◆ **What to produce**: Rewrite the rows below with "green leaf" changed to "yellow leaf" and everything else kept the same. Leave the pictures out.

[Coordinate labeling data]
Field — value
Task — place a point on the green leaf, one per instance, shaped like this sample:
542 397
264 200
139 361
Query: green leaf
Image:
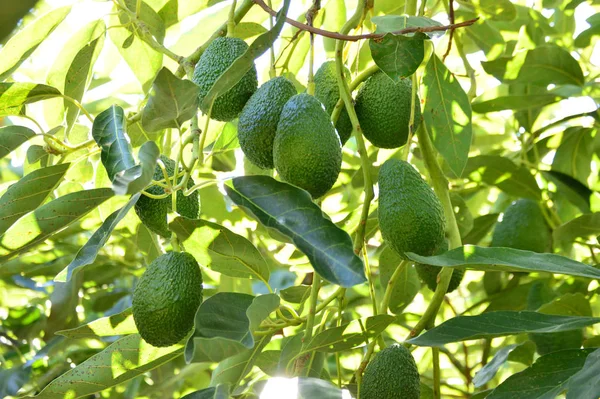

◆ **The completed task**:
Field — value
Task — place a point on the yellow leaf, one per instance, shaped like this sample:
542 397
264 200
139 361
Query: yellow leaf
Image:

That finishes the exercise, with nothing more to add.